Each record below should be printed exactly as it was written.

Extracted records
>>>
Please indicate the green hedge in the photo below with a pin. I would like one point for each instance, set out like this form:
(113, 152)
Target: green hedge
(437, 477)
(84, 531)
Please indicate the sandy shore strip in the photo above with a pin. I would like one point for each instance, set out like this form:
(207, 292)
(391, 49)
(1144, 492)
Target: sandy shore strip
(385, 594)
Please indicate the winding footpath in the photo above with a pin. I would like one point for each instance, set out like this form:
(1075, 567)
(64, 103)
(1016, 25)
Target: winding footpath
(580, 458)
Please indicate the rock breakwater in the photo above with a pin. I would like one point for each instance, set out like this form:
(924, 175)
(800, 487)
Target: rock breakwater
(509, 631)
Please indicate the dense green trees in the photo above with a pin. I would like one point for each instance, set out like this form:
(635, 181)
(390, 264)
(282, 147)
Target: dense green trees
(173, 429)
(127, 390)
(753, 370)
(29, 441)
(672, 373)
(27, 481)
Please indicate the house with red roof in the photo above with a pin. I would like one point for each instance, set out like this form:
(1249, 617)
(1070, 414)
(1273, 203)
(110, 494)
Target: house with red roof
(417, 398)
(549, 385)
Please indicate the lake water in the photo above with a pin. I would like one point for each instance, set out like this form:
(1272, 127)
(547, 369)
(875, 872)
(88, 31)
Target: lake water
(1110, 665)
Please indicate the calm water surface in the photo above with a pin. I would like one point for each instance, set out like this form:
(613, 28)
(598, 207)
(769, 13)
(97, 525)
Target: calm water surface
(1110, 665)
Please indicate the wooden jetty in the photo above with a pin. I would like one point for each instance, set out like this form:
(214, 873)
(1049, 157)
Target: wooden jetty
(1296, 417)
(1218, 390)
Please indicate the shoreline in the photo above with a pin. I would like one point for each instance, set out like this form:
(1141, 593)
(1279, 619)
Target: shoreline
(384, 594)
<<<
_Written answer_:
Please indicate the green hedge in the photo below with a pin. I would like one point for each instance, set out like this form:
(113, 152)
Target: green hedge
(437, 477)
(84, 531)
Please indicate the sandy shore strip in the photo above with a pin. I would like one point for each instance, set out like this form:
(207, 292)
(391, 49)
(1144, 492)
Target: sandy shore strip
(385, 594)
Please indicate the winding footpath in the photo above with a pin. I would like one point for each instance, set out like this form:
(1075, 567)
(64, 103)
(1016, 25)
Target: winding footpath
(580, 458)
Please indicate the rock breakwater in the photo above with a pin. I would like one point for each instance, set out like this form:
(924, 175)
(800, 487)
Target: rock breakwater
(509, 631)
Please indicate the dense green trees in the photo above with a pin. I would like one point for each instance, set out like this form:
(635, 181)
(390, 264)
(282, 147)
Target: dense green trees
(173, 429)
(127, 390)
(753, 370)
(29, 441)
(672, 373)
(27, 481)
Please indicate the house with red roof in the photo above with a pin. I would like one point for each instance, set out like this form:
(1249, 617)
(1070, 414)
(1273, 203)
(110, 494)
Target: house with red roof
(417, 398)
(549, 385)
Please indicate the lake water in the photo above with a pin. I would like one point for each instance, set out like this form:
(1272, 127)
(547, 369)
(875, 872)
(88, 31)
Target: lake water
(1110, 665)
Please indicate the calm water surface in the photo above with a pin. I would like one point for each instance, set out like this form:
(613, 28)
(598, 207)
(769, 13)
(97, 525)
Target: calm water surface
(1110, 665)
Please indicate the wooden jetty in the photo above with a pin. I would like one point for each instance, set out like this form:
(214, 873)
(1049, 157)
Target: wooden jetty
(1296, 417)
(1218, 390)
Please indicate the shoreline in the photo above with a pin. I would like one point for each instance, set out like this form:
(1141, 593)
(1279, 619)
Target: shoreline
(384, 594)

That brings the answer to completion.